# [Source extract]
------

|
Quotes & Info
|
| PSBH > SEC Filings for PSBH > Form 10-Q on 15-May-2012 | All Recent SEC Filings |
15-May-2012
Quarterly Report
The following analysis discusses changes in the financial condition at March 31, 2012 and June 30, 2011 and results of operations for the three and nine months ended March 31, 2012 and 2011, and should be read in conjunction with the Company's Condensed Consolidated Financial Statements and the notes thereto, appearing in Part I, Item 1 of this quarterly report. These financial statements should be read in conjunction with the 2011 Consolidated Financial Statements and notes thereto included in the Company's Annual Report on Form 10-K filed with the SEC on September 26, 2011.

------

# [Requirement 1]
Pull out every line of the entries that contains the string "polo".
The quarterly report excerpt and the entries that follow it come from unrelated sources.

------

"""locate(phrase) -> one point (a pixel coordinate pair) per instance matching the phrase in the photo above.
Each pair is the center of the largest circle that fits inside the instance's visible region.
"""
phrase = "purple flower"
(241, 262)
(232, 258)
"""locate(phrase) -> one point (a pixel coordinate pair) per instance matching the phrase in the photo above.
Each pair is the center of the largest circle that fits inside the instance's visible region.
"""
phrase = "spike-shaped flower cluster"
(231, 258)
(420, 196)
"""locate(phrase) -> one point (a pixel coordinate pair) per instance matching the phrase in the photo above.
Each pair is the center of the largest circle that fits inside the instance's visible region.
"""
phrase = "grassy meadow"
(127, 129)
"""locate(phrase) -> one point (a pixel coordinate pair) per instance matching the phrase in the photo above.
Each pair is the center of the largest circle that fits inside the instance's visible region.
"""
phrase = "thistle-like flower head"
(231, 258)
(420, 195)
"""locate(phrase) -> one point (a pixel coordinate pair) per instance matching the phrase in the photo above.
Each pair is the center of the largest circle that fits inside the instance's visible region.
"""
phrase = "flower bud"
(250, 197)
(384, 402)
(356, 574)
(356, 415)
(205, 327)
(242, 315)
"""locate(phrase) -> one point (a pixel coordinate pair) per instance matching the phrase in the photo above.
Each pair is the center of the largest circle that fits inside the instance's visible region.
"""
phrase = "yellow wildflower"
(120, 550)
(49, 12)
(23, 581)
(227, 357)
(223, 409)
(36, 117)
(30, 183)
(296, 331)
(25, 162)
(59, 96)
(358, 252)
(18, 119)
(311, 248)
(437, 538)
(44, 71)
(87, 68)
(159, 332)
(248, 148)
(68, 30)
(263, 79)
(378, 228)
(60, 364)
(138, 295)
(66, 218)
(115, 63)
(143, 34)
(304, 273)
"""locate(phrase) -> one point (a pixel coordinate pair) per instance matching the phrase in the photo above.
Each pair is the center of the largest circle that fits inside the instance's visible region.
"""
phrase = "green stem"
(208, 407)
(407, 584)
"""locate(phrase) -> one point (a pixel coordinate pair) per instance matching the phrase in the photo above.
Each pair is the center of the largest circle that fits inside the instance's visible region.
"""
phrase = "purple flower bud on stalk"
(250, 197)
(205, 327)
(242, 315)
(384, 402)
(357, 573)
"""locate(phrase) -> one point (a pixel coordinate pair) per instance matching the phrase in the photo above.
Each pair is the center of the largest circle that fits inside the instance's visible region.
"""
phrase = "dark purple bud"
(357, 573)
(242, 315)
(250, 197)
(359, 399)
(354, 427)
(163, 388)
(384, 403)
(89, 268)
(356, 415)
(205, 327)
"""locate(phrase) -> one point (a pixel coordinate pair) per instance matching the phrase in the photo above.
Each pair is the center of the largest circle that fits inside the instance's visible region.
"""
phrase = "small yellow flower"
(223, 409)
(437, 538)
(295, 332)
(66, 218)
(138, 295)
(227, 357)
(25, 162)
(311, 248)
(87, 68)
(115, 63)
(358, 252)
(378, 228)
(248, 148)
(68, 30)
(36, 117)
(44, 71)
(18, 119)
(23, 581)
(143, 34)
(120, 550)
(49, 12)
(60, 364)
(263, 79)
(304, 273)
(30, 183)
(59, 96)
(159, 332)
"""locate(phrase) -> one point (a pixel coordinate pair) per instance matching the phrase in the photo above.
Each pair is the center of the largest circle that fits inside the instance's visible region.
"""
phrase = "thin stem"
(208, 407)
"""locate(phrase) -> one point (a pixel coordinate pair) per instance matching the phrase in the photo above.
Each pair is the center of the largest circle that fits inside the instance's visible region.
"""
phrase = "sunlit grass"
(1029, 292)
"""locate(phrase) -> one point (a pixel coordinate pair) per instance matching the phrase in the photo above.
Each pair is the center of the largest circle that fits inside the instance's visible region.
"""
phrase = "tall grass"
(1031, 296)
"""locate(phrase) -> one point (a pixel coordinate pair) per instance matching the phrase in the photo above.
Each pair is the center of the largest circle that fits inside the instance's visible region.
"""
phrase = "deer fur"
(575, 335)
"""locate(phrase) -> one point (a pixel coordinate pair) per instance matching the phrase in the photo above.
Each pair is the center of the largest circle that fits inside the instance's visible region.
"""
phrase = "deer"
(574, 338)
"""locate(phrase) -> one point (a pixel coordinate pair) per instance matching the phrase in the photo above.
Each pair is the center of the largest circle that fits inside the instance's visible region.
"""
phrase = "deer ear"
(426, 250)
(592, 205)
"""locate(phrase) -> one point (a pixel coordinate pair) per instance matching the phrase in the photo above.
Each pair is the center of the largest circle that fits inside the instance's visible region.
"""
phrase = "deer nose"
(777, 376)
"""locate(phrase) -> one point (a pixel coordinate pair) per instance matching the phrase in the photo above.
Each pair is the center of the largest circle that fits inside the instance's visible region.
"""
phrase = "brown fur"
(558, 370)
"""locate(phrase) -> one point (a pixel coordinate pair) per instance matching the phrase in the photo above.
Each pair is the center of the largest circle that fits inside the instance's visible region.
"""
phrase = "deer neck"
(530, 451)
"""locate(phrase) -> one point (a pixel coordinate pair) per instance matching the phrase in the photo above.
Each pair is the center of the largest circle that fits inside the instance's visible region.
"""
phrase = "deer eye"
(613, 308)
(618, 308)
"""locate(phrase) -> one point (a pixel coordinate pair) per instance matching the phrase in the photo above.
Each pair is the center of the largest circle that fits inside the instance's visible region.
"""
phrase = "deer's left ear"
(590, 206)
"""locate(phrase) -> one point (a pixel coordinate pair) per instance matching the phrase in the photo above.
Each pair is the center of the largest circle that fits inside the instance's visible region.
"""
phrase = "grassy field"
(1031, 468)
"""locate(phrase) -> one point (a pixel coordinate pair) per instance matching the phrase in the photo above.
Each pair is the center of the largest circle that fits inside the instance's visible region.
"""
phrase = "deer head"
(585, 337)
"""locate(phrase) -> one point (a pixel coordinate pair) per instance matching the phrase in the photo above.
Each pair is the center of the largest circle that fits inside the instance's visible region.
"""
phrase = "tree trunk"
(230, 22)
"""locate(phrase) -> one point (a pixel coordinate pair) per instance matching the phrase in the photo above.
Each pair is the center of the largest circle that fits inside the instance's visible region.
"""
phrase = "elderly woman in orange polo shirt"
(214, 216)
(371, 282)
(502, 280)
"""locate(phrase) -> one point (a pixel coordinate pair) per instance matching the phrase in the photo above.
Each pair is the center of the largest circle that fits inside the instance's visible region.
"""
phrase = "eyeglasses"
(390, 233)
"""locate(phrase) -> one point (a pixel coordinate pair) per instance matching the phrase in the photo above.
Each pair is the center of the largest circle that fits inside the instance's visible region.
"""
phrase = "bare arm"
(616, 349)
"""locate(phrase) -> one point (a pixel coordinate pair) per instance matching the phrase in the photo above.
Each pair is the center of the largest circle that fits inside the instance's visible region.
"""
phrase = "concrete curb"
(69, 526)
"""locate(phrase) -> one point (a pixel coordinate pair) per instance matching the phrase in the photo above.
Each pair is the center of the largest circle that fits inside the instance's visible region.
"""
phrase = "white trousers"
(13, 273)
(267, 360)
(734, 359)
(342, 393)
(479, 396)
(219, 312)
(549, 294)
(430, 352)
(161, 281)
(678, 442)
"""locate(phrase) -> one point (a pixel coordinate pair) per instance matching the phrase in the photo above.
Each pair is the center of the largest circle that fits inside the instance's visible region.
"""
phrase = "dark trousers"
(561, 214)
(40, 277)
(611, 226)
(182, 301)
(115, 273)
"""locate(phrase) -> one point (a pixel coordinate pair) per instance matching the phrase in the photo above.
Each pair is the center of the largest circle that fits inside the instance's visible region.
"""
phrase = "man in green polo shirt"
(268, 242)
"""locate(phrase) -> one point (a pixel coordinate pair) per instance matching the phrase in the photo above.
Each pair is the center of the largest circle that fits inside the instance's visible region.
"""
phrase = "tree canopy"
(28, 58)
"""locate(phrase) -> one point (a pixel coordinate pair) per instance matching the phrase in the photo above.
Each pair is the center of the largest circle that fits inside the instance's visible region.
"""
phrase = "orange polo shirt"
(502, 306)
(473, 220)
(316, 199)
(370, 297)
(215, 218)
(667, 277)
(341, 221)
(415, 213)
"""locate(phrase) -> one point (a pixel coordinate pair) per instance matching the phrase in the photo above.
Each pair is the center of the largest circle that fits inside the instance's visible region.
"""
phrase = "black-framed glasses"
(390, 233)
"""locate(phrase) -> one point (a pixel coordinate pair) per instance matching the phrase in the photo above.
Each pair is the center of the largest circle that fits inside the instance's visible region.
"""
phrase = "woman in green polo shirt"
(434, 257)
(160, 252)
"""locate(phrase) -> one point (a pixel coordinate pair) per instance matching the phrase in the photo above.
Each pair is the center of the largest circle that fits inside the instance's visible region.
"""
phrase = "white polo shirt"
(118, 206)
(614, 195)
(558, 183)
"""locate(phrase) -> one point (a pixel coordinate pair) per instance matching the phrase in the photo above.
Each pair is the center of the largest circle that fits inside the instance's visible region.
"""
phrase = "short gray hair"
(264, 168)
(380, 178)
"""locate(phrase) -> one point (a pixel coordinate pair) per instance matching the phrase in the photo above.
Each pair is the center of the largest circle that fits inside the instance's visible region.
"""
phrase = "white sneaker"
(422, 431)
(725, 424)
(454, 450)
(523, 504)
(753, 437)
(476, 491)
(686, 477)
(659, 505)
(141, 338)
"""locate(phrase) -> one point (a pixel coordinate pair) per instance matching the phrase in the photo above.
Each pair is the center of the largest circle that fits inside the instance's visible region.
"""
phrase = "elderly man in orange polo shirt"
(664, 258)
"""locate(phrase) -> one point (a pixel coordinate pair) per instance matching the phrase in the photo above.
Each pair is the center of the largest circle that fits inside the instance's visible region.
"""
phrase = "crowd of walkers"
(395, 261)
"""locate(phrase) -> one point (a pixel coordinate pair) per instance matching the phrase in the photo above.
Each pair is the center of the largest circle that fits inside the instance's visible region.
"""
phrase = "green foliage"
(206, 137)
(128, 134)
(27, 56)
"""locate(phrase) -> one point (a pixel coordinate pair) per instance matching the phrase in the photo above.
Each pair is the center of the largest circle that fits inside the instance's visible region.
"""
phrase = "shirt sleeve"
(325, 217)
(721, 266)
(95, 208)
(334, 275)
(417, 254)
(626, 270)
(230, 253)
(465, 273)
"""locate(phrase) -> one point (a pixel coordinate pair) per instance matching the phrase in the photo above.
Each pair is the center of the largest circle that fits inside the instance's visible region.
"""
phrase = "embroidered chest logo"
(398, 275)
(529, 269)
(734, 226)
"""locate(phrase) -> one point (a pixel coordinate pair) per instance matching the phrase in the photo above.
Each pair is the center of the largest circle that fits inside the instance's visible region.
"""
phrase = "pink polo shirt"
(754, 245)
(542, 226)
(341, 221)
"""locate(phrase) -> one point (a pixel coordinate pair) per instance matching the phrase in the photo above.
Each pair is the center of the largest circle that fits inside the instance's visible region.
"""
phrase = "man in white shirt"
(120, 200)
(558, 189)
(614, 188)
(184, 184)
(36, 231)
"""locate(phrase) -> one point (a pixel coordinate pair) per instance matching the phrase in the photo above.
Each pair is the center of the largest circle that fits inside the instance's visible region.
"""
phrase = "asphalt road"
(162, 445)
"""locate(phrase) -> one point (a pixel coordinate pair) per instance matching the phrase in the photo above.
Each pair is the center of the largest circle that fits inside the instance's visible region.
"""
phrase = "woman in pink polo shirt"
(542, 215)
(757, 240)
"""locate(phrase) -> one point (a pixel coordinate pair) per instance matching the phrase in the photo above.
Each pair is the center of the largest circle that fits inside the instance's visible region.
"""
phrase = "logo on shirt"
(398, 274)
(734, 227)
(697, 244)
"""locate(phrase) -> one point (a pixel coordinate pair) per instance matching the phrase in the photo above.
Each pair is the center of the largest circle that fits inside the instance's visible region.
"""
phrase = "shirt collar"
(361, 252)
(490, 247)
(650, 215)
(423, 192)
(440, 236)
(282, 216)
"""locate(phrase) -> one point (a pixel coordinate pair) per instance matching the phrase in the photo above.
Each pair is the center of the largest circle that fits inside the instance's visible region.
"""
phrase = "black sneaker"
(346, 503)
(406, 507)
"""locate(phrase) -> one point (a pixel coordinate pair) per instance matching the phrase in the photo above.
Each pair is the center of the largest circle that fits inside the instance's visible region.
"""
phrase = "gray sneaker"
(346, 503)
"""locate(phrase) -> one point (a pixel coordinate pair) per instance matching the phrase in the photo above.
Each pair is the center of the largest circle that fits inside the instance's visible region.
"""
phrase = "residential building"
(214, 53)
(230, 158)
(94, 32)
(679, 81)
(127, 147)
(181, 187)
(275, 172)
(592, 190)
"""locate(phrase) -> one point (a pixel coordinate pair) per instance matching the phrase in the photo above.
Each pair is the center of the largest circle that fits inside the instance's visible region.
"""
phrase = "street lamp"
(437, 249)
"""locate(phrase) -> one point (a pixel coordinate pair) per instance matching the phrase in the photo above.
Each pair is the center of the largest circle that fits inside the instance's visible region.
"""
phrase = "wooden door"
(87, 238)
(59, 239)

------

# [Requirement 2]
According to the quarterly report excerpt, on what date was the Company's Annual Report on Form 10-K filed with the SEC?

# [Solution 1]
phrase = "elderly woman in orange polo shirt"
phrase = "man in green polo shirt"
phrase = "orange polo shirt"
phrase = "woman in green polo shirt"
phrase = "white polo shirt"
phrase = "elderly man in orange polo shirt"
phrase = "pink polo shirt"
phrase = "woman in pink polo shirt"

# [Solution 2]
September 26, 2011